• **TRECHO SELECIONADO**
- - - -

Olhos em Madaya, cidade síria onde a guerra mata de fome. Ao menos 300 foram resgatados pela ONU
As atenções internacionais sobre os horrores da guerra na Síria estão centradas nos últimos dias em Madaya, cidade na fronteira com o Líbano, onde 42 mil pessoas estão cercadas há quase seis meses por forças do regime de Bashar al-Assad. Um comboio com ajuda humanitária, comida e medicamentos capitaneada pelo Crescente Vermelho sírio e a Cruz Vermelha conseguiu entrar ontem (11) na cidade e as notícias desta terça-feira (12) dão conta que 300 pessoas foram retiradas de lá.
Madaya teve sua triste situação exposta nas redes sociais, com famílias tentando sobreviver alimentando-se de folhas e até de cães e de gatos. A divulgação de imagens de crianças transformadas em autênticos esqueletos foi determinante para chamar atenção da ONU. Que negociou com o governo sírio a entrada da ajuda.
Segundo a RTP Notícias, de Portugal, a retirada das 300 pessoas nesta terça da localidade síria, cercada também pelo grupo xiita libanês Hezbolah, foi confirmada pelo diretor do Observatório sírio de Direitos Humanos, Rami Abderrahman.

- - - -

Entradas de dados coletadas
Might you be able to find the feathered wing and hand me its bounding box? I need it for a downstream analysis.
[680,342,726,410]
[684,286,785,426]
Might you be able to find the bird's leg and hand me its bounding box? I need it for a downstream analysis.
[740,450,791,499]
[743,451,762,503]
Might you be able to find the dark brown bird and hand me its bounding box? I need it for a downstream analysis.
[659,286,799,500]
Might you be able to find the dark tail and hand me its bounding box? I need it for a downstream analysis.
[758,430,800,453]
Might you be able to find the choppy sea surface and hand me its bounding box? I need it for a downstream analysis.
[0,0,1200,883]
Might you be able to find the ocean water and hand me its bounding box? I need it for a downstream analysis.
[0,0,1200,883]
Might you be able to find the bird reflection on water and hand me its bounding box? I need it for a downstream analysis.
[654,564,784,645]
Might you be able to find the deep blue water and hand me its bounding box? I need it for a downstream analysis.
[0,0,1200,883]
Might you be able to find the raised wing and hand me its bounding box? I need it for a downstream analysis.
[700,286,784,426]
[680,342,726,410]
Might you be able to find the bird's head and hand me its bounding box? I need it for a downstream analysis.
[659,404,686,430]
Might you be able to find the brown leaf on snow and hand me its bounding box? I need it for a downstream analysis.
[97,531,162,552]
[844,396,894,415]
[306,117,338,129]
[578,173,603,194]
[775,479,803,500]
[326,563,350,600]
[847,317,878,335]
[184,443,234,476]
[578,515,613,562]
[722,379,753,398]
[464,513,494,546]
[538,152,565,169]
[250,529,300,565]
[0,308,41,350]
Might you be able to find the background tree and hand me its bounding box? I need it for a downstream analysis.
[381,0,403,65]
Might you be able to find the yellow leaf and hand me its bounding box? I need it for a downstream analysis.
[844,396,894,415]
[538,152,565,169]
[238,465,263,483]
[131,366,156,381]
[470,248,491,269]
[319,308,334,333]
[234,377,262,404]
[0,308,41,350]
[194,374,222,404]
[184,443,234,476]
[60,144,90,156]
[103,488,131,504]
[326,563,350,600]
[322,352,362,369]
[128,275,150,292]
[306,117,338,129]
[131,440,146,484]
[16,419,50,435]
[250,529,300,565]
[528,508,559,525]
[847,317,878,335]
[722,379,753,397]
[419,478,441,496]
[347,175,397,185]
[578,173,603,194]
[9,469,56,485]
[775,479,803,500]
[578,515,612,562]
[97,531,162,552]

- - - -

• **INSTRUÇÃO DE TRABALHO**
Por favor, reproduza sem alterações a parte do texto sobre Madaya que vai desde "Olhos em Madaya, cidade" até "retiradas de lá.", inclusive.

• **RESPOSTA DO EXERCÍCIO**
Olhos em Madaya, cidade síria onde a guerra mata de fome. Ao menos 300 foram resgatados pela ONU
As atenções internacionais sobre os horrores da guerra na Síria estão centradas nos últimos dias em Madaya, cidade na fronteira com o Líbano, onde 42 mil pessoas estão cercadas há quase seis meses por forças do regime de Bashar al-Assad. Um comboio com ajuda humanitária, comida e medicamentos capitaneada pelo Crescente Vermelho sírio e a Cruz Vermelha conseguiu entrar ontem (11) na cidade e as notícias desta terça-feira (12) dão conta que 300 pessoas foram retiradas de lá.